=== Records provided ===

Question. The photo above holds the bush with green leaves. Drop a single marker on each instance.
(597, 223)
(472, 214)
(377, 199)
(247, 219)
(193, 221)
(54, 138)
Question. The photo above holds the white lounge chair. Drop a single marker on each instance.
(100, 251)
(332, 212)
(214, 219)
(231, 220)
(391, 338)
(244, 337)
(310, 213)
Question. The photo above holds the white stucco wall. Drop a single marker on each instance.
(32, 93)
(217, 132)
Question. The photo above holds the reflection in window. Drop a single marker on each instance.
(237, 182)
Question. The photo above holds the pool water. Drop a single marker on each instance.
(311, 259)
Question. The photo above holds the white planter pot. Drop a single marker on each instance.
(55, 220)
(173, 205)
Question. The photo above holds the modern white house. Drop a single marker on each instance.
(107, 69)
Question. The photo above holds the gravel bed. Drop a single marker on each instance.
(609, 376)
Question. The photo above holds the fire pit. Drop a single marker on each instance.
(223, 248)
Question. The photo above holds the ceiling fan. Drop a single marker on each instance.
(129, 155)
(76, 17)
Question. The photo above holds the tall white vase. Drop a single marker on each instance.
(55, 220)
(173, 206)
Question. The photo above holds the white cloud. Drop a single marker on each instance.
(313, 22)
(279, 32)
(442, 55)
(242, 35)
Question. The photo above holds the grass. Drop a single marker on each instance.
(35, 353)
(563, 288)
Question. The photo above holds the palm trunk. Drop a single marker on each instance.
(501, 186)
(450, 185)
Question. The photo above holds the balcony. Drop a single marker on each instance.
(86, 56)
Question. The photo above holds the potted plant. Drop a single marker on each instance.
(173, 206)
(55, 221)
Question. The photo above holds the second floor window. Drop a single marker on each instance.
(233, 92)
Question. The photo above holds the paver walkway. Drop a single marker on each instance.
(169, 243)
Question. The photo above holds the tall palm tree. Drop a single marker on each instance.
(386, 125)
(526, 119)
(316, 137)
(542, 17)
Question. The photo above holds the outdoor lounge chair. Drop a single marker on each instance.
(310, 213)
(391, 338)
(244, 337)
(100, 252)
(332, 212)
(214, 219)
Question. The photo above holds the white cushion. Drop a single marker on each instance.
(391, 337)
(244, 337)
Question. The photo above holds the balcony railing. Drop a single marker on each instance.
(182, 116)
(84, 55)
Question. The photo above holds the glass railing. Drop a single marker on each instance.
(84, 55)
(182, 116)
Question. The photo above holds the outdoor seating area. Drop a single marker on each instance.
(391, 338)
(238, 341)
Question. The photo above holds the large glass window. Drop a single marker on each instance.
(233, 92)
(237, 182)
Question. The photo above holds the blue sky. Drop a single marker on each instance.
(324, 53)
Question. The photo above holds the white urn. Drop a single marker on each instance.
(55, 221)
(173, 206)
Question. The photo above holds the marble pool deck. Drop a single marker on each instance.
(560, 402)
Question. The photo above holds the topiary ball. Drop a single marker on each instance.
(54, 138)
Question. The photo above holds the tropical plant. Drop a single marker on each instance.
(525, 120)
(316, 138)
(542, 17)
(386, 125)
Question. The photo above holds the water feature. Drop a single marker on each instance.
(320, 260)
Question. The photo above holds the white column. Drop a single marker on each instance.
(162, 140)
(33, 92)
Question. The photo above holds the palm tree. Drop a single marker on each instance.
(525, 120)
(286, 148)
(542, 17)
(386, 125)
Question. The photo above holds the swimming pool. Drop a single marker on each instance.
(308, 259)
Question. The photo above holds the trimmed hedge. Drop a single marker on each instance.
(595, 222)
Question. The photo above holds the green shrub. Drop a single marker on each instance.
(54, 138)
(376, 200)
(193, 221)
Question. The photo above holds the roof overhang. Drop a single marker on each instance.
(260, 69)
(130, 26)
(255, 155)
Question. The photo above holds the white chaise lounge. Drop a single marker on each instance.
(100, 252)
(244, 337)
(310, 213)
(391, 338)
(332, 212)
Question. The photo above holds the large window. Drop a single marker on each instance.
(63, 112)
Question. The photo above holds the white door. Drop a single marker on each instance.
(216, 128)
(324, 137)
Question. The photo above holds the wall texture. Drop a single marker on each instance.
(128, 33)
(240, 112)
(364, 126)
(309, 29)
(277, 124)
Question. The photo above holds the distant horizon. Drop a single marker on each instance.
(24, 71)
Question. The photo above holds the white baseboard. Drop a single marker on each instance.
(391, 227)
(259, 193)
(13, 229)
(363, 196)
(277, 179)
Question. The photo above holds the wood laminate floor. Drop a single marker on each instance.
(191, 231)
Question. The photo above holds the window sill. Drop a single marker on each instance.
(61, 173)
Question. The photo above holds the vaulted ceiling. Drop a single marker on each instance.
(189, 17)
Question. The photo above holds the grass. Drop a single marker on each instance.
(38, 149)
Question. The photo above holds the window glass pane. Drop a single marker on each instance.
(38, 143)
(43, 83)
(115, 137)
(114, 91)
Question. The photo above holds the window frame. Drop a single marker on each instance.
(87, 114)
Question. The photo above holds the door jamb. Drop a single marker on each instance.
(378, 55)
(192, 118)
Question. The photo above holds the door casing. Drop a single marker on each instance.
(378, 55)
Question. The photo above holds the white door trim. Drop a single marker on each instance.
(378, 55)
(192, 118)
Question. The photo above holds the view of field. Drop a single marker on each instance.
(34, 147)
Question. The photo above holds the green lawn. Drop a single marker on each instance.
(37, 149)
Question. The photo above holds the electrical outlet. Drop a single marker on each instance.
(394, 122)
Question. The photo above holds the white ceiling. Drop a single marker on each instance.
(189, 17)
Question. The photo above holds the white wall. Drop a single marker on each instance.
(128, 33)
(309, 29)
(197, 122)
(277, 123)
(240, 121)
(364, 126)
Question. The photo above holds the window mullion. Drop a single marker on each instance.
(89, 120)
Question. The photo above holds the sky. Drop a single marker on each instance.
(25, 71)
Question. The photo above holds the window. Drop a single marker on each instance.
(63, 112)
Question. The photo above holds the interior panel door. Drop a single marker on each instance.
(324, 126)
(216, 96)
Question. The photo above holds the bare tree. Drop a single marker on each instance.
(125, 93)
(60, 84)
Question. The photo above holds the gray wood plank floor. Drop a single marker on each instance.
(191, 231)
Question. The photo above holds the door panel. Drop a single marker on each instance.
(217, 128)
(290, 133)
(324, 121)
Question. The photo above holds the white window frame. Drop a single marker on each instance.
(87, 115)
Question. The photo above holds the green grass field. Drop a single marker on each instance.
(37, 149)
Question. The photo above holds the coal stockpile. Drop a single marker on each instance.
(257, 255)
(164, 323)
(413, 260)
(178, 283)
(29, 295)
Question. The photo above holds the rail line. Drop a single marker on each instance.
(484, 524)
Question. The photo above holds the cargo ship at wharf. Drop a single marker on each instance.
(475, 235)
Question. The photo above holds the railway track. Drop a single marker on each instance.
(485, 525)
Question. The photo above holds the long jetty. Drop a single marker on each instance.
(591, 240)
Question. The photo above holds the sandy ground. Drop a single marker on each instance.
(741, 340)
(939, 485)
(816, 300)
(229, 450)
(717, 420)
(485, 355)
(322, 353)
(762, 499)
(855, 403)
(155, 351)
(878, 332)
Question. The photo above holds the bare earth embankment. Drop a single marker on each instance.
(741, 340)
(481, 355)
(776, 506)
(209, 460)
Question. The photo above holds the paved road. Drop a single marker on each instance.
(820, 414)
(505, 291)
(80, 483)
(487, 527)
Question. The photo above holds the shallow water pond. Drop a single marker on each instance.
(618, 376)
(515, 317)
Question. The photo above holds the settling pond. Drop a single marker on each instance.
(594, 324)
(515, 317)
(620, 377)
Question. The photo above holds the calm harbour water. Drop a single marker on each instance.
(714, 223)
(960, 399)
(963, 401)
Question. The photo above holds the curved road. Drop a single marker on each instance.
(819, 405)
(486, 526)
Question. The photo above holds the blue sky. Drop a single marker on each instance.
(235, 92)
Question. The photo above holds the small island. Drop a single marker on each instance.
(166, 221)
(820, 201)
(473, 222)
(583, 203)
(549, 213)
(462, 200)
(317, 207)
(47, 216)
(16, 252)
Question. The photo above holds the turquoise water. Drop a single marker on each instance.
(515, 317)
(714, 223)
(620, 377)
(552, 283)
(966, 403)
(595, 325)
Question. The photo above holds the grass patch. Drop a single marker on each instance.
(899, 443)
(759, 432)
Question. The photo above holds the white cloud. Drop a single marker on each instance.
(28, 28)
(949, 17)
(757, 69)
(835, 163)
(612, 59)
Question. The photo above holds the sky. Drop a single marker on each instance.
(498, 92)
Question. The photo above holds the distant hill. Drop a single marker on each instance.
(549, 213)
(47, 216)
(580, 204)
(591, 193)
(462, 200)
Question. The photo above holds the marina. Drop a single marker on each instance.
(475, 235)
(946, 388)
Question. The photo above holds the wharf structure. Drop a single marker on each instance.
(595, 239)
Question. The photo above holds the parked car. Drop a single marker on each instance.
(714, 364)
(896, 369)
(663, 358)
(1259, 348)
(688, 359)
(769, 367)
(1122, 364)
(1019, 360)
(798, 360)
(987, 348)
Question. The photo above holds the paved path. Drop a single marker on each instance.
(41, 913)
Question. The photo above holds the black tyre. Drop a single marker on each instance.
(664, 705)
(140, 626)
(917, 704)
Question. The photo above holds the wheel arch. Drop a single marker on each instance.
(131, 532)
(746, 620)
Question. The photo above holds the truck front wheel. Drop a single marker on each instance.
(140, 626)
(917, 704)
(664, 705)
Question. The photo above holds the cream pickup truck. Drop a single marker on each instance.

===

Set exercise. Please repeat the items above word for word, starting at the line that contains "Question. The photo above holds the paved path." and ending with the final line of the items.

Correct result.
Question. The photo above holds the paved path. Drop a single marker on each instance.
(41, 913)
Question. The photo above holds the black tyre. Drop a single marker on each instance.
(664, 705)
(140, 626)
(917, 704)
Question. The photo above holds the wheel arch. Drop a single marker on each instance.
(131, 532)
(746, 620)
Question. The photo above holds the truck front wheel. Drop a single marker on each instance.
(140, 626)
(917, 704)
(664, 705)
Question. The photo above holds the cream pickup truck. Drop a single marker on each instance.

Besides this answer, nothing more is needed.